Hotel in Cebu City, Philippines

The Marco Polo Plaza Cebu, operated as the Cebu Plaza Hotel from 1983 to 2003, is a hotel in Cebu City, Philippines.

It first opened in 1983 by a corporation led by Anos Fonacier with the help of his connections in the then-government of President Ferdinand Marcos Sr..

The hotel experienced labor strikes following the removal of Marcos Sr. as president shortly after the People Power Revolution of 1986. It was seized by the succeeding administration of president Corazon Aquino the following year. The hotel continues to experience labor issues under the management of its new owners Pathfinder.

The hotel then closed in 2003 after its foreclosure to Metrobank. Metrobank then partnered with Marco Polo Hotels to redevelop the property into the Metro Polo Plaza Cebu and was reopened in 2006.

==================================================

• _Goal_
Please transcribe everything in the hotel passage above from "It first opened" down to "Ferdinand Marcos Sr..". Work only from the hotel passage above.

==================================================

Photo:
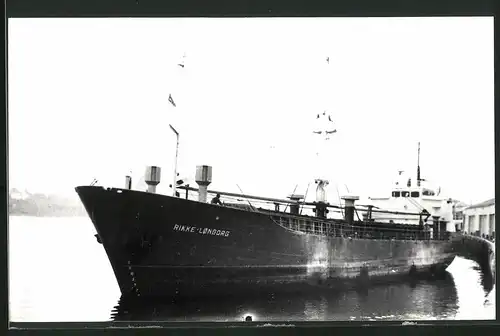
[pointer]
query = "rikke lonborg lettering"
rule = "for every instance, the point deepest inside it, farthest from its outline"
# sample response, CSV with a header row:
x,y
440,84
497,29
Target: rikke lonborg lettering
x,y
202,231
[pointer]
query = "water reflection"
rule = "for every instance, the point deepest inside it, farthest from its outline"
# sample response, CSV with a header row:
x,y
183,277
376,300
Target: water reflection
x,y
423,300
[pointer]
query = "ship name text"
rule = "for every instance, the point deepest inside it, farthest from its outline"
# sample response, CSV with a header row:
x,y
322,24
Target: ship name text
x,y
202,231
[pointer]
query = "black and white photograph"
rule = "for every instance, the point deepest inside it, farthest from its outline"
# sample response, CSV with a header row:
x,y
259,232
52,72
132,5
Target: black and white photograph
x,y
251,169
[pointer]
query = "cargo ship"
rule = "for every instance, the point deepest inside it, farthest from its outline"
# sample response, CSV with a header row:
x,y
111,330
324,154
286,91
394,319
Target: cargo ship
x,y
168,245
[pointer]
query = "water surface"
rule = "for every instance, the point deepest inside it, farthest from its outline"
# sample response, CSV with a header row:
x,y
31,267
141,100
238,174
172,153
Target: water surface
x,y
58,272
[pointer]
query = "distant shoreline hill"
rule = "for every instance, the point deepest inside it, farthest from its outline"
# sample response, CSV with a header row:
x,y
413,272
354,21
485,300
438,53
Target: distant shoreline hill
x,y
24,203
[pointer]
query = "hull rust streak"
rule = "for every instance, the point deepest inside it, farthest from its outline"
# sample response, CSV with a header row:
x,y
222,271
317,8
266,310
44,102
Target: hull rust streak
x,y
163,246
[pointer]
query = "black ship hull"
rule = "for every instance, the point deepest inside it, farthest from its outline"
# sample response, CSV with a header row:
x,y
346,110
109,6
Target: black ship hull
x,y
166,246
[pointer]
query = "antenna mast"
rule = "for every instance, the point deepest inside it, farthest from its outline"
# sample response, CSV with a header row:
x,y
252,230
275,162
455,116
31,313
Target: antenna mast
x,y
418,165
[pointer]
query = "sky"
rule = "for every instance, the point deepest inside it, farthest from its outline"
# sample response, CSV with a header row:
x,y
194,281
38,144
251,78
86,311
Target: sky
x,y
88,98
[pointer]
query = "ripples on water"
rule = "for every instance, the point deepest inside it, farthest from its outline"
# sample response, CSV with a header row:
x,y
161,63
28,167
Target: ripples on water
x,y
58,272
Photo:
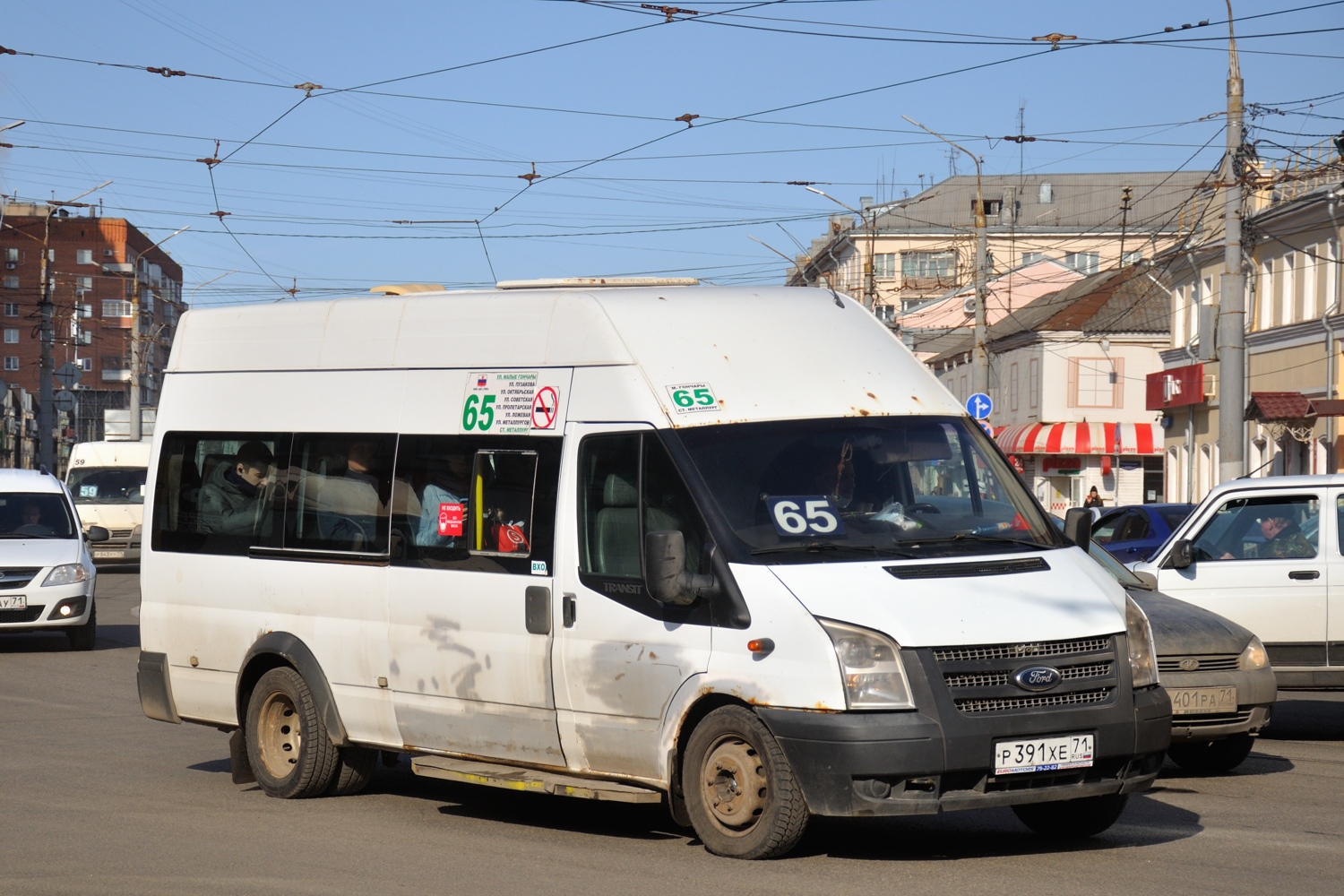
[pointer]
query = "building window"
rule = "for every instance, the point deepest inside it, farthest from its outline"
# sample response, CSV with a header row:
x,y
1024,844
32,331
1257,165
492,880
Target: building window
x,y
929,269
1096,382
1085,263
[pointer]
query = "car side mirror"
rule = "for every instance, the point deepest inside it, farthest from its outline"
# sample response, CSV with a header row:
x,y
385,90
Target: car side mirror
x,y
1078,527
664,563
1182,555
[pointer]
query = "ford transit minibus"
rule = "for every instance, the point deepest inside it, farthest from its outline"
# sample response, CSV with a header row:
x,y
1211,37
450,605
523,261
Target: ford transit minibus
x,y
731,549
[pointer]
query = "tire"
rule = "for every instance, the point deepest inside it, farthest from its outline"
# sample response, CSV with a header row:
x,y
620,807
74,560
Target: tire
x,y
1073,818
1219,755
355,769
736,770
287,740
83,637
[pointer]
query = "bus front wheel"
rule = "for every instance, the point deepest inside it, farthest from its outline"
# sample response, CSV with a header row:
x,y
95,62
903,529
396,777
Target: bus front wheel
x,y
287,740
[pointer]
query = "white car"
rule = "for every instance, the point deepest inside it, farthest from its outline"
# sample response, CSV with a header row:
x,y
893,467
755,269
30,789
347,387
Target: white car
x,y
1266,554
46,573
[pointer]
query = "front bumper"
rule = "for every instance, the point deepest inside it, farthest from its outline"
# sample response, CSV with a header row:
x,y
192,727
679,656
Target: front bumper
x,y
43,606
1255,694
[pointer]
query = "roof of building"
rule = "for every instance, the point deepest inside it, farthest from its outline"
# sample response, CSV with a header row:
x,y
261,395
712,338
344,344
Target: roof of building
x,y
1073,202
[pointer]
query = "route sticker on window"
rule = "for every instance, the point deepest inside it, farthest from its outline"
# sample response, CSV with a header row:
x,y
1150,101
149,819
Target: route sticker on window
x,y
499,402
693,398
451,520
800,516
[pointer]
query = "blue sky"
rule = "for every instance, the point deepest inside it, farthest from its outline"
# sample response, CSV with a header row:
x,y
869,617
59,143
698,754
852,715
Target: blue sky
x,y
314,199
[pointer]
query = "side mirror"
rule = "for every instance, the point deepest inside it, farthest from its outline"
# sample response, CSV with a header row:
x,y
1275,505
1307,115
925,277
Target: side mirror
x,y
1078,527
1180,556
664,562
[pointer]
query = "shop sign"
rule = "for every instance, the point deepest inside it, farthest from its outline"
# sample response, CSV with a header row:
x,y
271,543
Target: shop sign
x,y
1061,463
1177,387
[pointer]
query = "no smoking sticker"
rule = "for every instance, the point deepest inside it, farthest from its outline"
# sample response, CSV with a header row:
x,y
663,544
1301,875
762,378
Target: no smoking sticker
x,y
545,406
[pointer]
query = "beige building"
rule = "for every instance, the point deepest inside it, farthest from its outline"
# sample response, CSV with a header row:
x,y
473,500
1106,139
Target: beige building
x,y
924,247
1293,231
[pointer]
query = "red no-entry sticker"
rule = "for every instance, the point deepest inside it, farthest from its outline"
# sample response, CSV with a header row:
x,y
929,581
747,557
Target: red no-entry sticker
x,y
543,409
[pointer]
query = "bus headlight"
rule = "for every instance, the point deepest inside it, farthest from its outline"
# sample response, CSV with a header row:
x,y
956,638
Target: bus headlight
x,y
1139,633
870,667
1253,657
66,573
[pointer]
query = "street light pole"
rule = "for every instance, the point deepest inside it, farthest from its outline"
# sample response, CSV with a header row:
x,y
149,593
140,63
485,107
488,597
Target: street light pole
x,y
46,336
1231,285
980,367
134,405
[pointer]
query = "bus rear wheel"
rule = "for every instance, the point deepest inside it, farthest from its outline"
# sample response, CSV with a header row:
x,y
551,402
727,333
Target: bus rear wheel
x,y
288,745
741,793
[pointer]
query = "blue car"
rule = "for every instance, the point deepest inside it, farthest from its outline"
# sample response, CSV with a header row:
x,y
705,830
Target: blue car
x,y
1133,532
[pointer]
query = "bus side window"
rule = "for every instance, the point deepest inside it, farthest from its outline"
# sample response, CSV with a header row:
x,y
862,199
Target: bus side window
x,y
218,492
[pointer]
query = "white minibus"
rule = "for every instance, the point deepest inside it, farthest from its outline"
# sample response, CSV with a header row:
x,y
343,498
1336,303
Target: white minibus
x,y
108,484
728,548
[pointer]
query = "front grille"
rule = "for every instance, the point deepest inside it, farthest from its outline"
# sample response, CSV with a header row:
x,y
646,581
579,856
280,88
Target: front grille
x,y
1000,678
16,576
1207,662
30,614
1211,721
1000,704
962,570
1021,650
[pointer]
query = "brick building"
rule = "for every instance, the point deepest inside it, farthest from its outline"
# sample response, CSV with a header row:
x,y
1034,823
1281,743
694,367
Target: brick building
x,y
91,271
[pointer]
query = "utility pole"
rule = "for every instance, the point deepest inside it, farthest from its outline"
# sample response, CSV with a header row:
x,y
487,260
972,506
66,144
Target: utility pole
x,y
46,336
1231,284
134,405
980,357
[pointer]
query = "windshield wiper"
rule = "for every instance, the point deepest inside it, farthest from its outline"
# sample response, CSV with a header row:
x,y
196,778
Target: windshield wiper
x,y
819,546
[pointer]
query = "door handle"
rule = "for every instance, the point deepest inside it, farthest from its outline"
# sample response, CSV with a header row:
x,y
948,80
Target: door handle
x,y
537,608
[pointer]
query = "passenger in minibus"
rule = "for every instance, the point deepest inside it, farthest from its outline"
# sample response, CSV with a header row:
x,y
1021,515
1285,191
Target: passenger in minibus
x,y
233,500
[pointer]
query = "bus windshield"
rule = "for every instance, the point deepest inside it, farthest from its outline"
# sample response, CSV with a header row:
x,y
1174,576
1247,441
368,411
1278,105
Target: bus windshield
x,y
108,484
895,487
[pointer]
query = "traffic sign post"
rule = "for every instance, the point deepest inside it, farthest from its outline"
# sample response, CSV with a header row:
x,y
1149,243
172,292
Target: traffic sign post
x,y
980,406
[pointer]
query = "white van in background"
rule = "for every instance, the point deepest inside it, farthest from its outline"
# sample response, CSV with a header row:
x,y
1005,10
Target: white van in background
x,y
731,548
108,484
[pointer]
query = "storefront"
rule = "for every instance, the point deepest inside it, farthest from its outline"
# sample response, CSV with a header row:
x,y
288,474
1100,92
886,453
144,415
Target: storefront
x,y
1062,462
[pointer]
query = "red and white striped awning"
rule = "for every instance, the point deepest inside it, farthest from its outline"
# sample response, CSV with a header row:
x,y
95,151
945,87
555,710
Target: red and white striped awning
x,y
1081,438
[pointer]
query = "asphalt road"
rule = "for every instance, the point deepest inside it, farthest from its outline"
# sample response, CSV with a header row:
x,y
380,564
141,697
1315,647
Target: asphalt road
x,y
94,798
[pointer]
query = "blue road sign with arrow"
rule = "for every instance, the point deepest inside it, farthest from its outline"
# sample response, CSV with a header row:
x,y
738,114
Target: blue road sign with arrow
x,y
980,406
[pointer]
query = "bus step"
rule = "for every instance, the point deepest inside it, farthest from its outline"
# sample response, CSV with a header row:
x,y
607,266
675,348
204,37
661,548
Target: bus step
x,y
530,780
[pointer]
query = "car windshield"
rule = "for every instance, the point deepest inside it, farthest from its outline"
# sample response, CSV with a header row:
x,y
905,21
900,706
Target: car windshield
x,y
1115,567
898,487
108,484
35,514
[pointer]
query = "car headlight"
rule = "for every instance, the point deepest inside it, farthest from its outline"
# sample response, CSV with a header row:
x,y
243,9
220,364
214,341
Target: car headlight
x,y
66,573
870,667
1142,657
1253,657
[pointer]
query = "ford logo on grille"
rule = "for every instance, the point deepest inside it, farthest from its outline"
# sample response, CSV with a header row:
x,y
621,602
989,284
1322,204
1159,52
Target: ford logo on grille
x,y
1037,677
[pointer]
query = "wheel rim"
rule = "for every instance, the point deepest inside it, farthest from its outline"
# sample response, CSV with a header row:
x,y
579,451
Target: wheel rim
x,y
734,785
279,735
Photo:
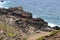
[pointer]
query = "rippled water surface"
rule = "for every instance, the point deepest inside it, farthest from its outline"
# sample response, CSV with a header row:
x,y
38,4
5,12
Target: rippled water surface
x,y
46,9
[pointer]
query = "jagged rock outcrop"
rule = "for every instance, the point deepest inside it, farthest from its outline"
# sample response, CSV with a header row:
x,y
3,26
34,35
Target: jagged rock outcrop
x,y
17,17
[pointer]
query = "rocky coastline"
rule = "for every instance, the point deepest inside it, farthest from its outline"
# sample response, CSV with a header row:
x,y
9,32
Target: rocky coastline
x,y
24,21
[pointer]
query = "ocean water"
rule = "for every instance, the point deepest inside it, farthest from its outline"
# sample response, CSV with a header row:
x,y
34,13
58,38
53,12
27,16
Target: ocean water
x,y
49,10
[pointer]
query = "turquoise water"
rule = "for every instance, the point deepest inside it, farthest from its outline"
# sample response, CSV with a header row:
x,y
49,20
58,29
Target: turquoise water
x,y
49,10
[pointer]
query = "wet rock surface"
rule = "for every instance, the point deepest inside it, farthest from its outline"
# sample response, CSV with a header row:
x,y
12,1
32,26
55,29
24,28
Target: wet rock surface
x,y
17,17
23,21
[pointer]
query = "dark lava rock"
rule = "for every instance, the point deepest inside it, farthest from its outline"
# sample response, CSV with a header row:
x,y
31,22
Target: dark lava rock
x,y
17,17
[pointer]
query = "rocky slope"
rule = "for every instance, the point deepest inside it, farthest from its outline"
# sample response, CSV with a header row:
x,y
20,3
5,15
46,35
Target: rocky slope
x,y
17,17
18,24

==================================================

• _Exercise response_
It first opened in 1983 by a corporation led by Anos Fonacier with the help of his connections in the then-government of President Ferdinand Marcos Sr..